*Jobs:*
- 1) In the mailing-list post about the planet question, which company challenged the Department of Agriculture's ruling on the wheat subsidy?
- 2) Using the mailing-list post about the planet question, explain why the Department of Agriculture ruled that cookies, crackers, and snacks were not "processed from wheat."
- 3) From the mailing-list post about the planet question, return the part that opens with the words containing "One of their" and closes with "is wholly convincing.".

*Page extract:*

[PW] Planet question
Fuller, Thomas (US - Washington D.C.)
tfuller at DELOITTE.com
Wed Jul 5 09:56:32 PDT 2006
OK, I have to post this even though only tangentially related to the
original query. The "cookie" analogy to the planet question has in fact
been addressed and decided in Federal court. I know, because I was the
young law clerk who drafted the opinion, and it was the only case in
which my judge (Wilson Cowen) allowed one of my many proposed jokes to
make it into the final version.
There was a Federal wheat subsidy program that expired on a certain
date, and allowed credit for all "food products processed from wheat" in
inventory on that date. The Department of Agriculture ruled that
"cookies, crackers, and snacks" were not "processed from wheat", because
they were processed from flour, itself a food product. Nabisco
challenged this ruling. They lost.
One of their arguments was the the cookies could be "turned back into"
wheat. Here's what the court had to say -- agreeing with the argument,
but eventually supporting the Government's line- drawing:
<The parties have devoted a considerable amount of argument to comparing
the Department's treatment of Nabisco's cookies, crackers, and snacks
with its treatment of self-rising flour, breakfast cereals, dry cake
mixes, and dry cookie mixes. These foods, all of which consist of wheat
flour mixed with various other ingredients, were classified as "food
products processed from wheat" by the Department and certificate refunds
were granted without question. The Government has attempted to justify
this treatment on various grounds, none of which is wholly convincing.

Photo labels with boxes:
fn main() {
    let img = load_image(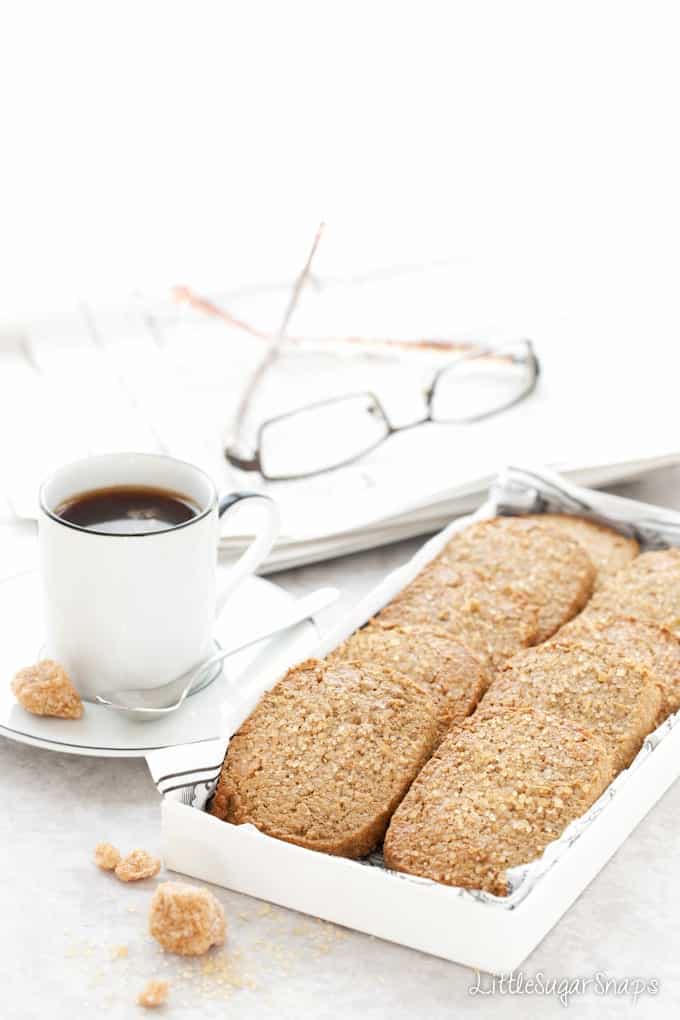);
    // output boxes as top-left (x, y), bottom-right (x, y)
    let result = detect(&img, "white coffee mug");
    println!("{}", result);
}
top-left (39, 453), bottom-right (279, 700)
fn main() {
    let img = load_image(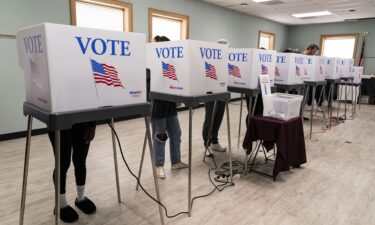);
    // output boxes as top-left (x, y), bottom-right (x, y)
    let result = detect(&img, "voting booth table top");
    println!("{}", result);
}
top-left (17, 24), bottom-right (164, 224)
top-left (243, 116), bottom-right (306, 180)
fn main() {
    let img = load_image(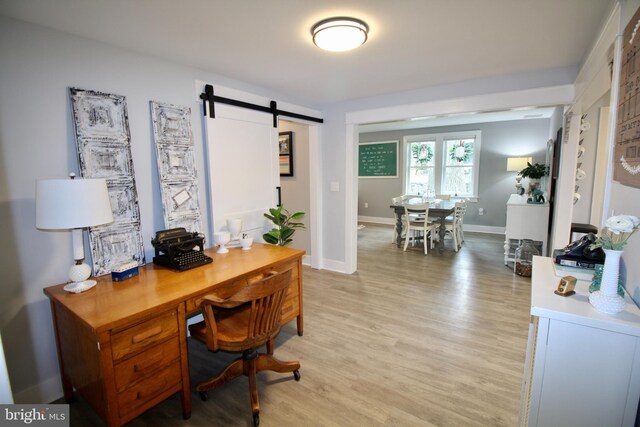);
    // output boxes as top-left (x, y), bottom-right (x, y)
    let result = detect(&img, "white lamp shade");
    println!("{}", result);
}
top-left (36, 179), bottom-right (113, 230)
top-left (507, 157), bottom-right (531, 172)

--

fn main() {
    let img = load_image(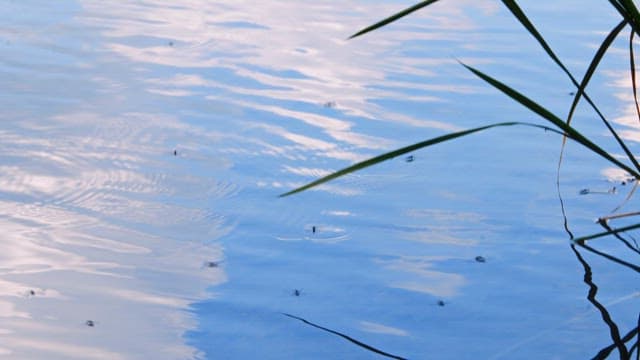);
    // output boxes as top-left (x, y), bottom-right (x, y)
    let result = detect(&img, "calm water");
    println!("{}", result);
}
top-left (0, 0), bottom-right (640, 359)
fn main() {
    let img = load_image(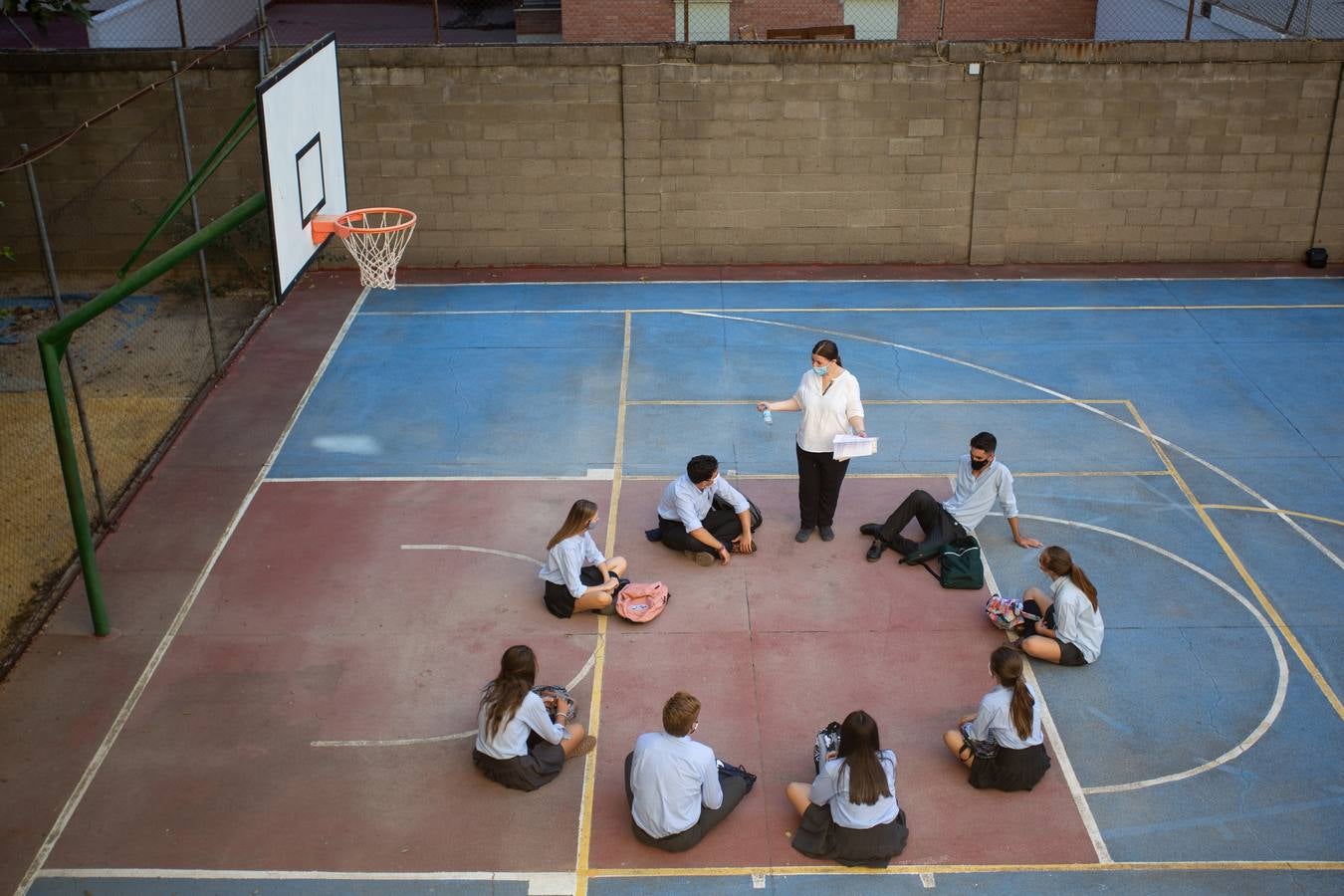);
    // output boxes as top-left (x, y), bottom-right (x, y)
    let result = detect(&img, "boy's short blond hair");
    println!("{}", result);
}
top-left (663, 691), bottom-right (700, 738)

...

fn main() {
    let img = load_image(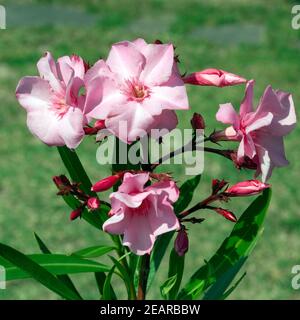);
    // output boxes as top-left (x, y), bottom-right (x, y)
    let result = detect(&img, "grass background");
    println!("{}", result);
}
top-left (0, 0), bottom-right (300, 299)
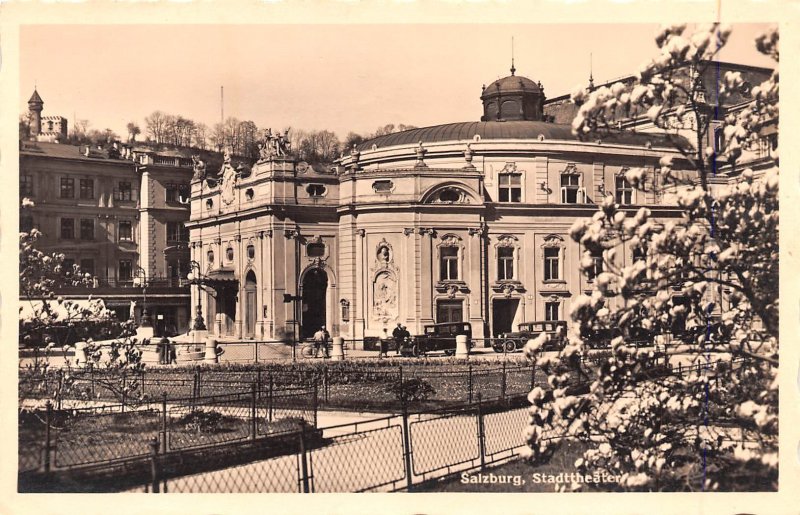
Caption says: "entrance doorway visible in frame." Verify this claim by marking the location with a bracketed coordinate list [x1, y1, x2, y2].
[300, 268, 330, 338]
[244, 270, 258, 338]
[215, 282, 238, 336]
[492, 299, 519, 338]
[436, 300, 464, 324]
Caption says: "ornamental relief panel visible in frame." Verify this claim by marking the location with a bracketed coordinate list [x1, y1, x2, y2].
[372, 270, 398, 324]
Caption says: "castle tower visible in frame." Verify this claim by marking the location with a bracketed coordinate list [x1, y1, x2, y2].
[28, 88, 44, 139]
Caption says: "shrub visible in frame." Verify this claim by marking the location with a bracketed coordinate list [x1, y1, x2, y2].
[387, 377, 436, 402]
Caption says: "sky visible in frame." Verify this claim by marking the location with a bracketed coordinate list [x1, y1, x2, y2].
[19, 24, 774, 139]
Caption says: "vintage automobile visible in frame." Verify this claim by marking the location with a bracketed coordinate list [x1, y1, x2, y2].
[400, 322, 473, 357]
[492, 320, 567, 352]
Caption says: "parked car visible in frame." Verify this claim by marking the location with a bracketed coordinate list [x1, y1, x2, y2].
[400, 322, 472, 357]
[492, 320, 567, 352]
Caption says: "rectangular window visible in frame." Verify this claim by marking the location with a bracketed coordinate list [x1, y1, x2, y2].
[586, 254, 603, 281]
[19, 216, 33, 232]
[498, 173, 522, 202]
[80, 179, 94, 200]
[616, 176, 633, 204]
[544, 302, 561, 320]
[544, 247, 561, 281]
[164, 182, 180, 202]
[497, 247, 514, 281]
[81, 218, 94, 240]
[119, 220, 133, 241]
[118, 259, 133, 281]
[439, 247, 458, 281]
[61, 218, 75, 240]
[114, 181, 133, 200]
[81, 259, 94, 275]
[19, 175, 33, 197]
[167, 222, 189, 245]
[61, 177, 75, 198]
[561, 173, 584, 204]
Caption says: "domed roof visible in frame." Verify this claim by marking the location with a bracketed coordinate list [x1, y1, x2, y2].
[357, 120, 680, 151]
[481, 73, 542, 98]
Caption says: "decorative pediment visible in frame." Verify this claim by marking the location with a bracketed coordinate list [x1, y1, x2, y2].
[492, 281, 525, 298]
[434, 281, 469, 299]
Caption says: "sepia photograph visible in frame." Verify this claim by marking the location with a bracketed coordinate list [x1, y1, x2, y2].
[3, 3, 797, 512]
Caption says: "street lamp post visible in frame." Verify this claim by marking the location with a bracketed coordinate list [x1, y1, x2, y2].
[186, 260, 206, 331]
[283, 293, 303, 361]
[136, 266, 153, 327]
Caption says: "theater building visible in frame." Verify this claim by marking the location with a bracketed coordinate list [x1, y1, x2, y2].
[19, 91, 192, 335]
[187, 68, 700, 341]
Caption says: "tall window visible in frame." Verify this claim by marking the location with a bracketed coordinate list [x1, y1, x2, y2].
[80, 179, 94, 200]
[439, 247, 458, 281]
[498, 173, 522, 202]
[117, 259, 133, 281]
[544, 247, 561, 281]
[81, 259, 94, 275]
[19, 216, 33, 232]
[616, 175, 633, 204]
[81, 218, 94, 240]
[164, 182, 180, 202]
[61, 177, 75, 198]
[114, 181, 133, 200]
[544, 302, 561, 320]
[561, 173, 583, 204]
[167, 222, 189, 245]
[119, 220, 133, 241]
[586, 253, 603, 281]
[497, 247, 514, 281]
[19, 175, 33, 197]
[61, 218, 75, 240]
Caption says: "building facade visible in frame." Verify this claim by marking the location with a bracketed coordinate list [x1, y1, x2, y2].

*Worked answers:*
- 1) Nabisco challenged the ruling.

- 2) The Department held that these products were not "processed from wheat" because they were processed from flour, and flour is itself a food product.

- 3)
One of their arguments was the the cookies could be "turned back into"
wheat. Here's what the court had to say -- agreeing with the argument,
but eventually supporting the Government's line- drawing:
<The parties have devoted a considerable amount of argument to comparing
the Department's treatment of Nabisco's cookies, crackers, and snacks
with its treatment of self-rising flour, breakfast cereals, dry cake
mixes, and dry cookie mixes. These foods, all of which consist of wheat
flour mixed with various other ingredients, were classified as "food
products processed from wheat" by the Department and certificate refunds
were granted without question. The Government has attempted to justify
this treatment on various grounds, none of which is wholly convincing.